Naisbitt turned the newspaper into a crystal ball but by measuring it, not reading it. According to Thomas Goetz, the executive editor of WIRED magazine, Naisbitt actually used a ruler to measure the number of column inches a particular topic earned over time. Topics that trended with increased column space were more likely to represent emerging trends. Naisbitt said the news “becomes a mechanical representation of society sorting out its priorities.”58

The very megatrends Naisbitt predicted would make it impossible to use the newspaper as a crystal ball into the future. But that doesn’t eliminate the longing leaders have to deepen their understanding of what’s next. I agree with Peter Drucker who said the best way to predict the future is to create it.59 So rather than attempting to upgrade Naisbitt’s methodology I’d like to focus on the disciplines and habits that stimulate innovative thinking.

There is no silver bullet or exhaustive list. But I have three ideas I think are worthy of consideration.

Objective A:
Lay out the lines of the records below as a numbered list, omitting blank lines and leaving out the pictures.
The passage and the records are independent material with no connection to each other.

Materials provided:

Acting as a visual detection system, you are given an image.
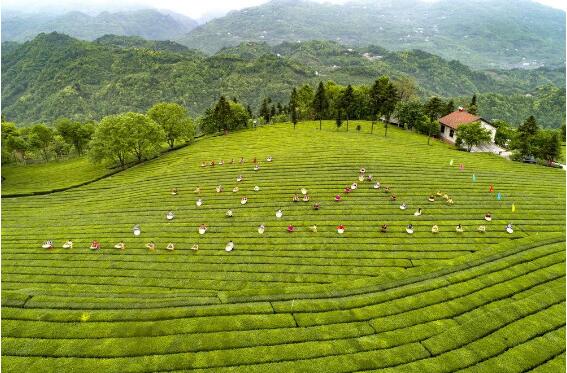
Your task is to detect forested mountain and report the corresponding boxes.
[178,0,565,68]
[2,33,565,127]
[2,9,197,41]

Objective B:
List every person named in the passage about predicting trends.

Expected output A:
1. Acting as a visual detection system, you are given an image.
2. Your task is to detect forested mountain and report the corresponding boxes.
3. [178,0,565,68]
4. [2,33,565,127]
5. [2,9,197,41]

Expected output B:
- Naisbitt
- Thomas Goetz
- Peter Drucker